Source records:
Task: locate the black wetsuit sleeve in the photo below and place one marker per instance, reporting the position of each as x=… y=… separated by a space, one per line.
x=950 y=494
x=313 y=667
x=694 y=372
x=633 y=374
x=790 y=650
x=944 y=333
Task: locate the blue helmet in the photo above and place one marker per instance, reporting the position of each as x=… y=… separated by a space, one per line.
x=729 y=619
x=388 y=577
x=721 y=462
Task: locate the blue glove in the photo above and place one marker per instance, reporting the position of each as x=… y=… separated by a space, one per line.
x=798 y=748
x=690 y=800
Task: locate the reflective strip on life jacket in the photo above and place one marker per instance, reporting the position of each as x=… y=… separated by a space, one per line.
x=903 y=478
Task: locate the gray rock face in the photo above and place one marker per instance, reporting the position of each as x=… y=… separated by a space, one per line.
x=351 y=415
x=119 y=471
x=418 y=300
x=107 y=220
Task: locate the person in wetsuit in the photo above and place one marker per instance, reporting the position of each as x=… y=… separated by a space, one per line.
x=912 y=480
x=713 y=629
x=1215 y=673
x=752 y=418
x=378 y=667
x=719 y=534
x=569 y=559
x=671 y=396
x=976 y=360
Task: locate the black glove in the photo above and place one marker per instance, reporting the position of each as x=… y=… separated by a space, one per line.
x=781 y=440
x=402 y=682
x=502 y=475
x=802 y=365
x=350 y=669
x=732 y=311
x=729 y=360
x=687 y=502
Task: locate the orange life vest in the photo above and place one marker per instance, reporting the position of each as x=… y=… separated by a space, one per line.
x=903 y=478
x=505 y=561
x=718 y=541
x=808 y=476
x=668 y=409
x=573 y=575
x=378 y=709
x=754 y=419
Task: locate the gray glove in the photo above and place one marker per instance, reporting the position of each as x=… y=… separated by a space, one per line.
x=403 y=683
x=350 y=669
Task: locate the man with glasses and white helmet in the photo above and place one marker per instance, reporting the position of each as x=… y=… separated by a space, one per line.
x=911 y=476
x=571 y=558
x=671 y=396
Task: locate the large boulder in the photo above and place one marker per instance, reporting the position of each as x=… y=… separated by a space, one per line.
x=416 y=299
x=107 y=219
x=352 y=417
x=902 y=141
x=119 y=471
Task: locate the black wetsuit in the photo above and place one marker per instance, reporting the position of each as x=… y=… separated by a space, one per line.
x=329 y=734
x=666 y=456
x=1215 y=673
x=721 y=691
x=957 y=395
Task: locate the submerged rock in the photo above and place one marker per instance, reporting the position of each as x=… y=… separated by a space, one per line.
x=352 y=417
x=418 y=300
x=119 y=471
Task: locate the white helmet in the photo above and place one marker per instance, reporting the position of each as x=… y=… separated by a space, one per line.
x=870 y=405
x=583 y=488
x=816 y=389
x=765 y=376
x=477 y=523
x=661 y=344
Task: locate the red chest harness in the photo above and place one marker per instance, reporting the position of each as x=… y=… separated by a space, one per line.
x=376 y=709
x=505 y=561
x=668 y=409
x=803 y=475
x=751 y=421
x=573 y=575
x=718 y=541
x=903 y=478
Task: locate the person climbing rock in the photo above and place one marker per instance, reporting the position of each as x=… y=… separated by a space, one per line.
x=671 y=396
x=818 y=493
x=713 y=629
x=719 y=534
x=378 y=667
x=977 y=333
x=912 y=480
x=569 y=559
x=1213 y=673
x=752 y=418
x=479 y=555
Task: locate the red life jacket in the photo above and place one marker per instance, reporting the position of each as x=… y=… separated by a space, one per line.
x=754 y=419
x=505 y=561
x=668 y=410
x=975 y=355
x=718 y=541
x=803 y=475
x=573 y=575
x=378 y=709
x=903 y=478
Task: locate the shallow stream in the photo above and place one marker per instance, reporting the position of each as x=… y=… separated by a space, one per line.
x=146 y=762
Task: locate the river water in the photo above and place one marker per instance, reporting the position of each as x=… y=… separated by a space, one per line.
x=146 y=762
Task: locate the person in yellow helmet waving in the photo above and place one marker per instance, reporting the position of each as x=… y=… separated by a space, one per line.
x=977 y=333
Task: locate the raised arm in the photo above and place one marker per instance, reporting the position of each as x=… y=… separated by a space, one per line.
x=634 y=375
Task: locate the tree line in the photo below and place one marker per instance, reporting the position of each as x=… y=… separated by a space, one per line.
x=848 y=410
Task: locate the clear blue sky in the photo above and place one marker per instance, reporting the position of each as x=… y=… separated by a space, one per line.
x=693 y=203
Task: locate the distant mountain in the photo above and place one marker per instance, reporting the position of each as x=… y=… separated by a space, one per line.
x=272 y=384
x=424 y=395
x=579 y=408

**WHAT TO DO:** Could you output every item above again, word for word and unchanged?

**RESULT:**
Task: locate the black wetsuit sleeve in the photo below and place one marker per instance, reporting the position of each as x=… y=… separated by a space, one per line.
x=950 y=494
x=313 y=667
x=694 y=372
x=633 y=374
x=790 y=650
x=944 y=333
Task: locate the blue helmet in the photo above and place one marker per instance, reporting the position of each as x=… y=… separated by a space, one per line.
x=729 y=619
x=388 y=577
x=721 y=462
Task: locate the blue glove in the photo above and place one marker per instance, reporting the position of each as x=… y=… separated by a space, one per line.
x=798 y=748
x=690 y=800
Task: locate the reflective strip on life jacket in the photo above and place one marker per instance, reporting the position of each as x=… y=… separated by a space, one per line.
x=903 y=478
Task: locate the gray rock face in the photo above and place one marker per instance, reporting the position of each as x=… y=… separated by a space, one per line.
x=351 y=415
x=119 y=471
x=418 y=300
x=107 y=220
Task: locate the person in wetsuit in the photo above and place one marker per instance, reporting the position of each as x=… y=… separated by a space, one per line.
x=912 y=480
x=713 y=629
x=1215 y=673
x=752 y=418
x=378 y=667
x=719 y=534
x=569 y=559
x=671 y=396
x=976 y=360
Task: locate the black glove in the photo above and place one marker per instance, reporting the position of each as x=… y=… separated by a space, one per line.
x=781 y=440
x=402 y=682
x=502 y=475
x=802 y=365
x=350 y=669
x=732 y=311
x=729 y=360
x=687 y=502
Task: locate the orange life vest in the photo above and place one marker per instance, reporting the position of each as x=… y=… separated by a space, one per line.
x=903 y=478
x=505 y=561
x=718 y=541
x=808 y=476
x=668 y=409
x=573 y=575
x=378 y=709
x=754 y=419
Task: locate the gray glove in the photo above and place one marker per instance, reporting the position of each as x=… y=… separated by a space, one per line.
x=403 y=683
x=350 y=669
Task: locate the man with glasses and white helmet in the photo above and place one marker per instance, reporting the position of each as x=… y=… separated by a space, one per line.
x=911 y=476
x=571 y=558
x=671 y=396
Task: locate the large boulder in the photo above and place one marker per instance, reporting the position of each as x=… y=… separated by a space, one per line.
x=416 y=299
x=107 y=219
x=352 y=417
x=902 y=141
x=119 y=471
Task: locate the black wetsuit in the photo above and place one marker per instance, reporting the position of each as x=… y=… separated by a space, one per line.
x=329 y=734
x=666 y=456
x=1215 y=673
x=721 y=691
x=957 y=395
Task: locate the submerged rock in the photo above and place one marker per instance, reporting the position of each as x=… y=… separated by a space, one per line.
x=352 y=417
x=418 y=300
x=119 y=471
Task: locate the white helmet in the photo above and place one marker per instance, reporting the position of each as x=… y=… separated by a space, one per line.
x=870 y=405
x=583 y=488
x=816 y=389
x=765 y=376
x=477 y=523
x=661 y=344
Task: locate the red chest harness in the photo above and place one marker per instance, reporting the position of each as x=… y=… separated by a space, one per line.
x=376 y=709
x=505 y=561
x=668 y=409
x=803 y=475
x=751 y=421
x=573 y=575
x=718 y=541
x=903 y=478
Task: locate the person climbing rock in the photo above and place one marker per instance, reporting the position of each as x=… y=… separated by a space, one per line.
x=671 y=396
x=818 y=493
x=713 y=629
x=719 y=534
x=378 y=667
x=977 y=333
x=912 y=480
x=569 y=559
x=1213 y=673
x=752 y=418
x=479 y=555
Task: locate the red life jacket in the photo above and place one marker per instance, reporting the position of each as x=… y=… separated by a space, one per line.
x=754 y=419
x=505 y=561
x=668 y=410
x=975 y=355
x=718 y=541
x=803 y=475
x=573 y=575
x=378 y=709
x=903 y=478
Task: locate the shallow stream in the photo above and place one marker per instance, reporting the position of each as x=… y=… separated by a space, one per line.
x=146 y=762
Task: locate the river water in the photo above and place one marker per instance, reporting the position of each as x=… y=… separated by a space, one per line.
x=146 y=762
Task: locate the person in yellow helmet waving in the photo above and place one marker per instance, reporting the position of each as x=… y=… separated by a space, one per line.
x=977 y=333
Task: locate the raised arm in the photo above and place one marker per instance, reporting the position of each as x=… y=… separated by a space, one per line.
x=634 y=375
Task: locate the tree line in the photo below and place one marker per instance, reporting the position of each as x=… y=… separated by a space, one per line.
x=848 y=410
Task: locate the clear blue sky in the photo above and place one marker per instance, reporting the position of each as x=… y=… separated by a space, one per line.
x=693 y=203
Task: locate the distant mountain in the photo above and place one marker per instance, reporting the position of each as x=… y=… separated by a space, one per line.
x=272 y=384
x=424 y=395
x=579 y=408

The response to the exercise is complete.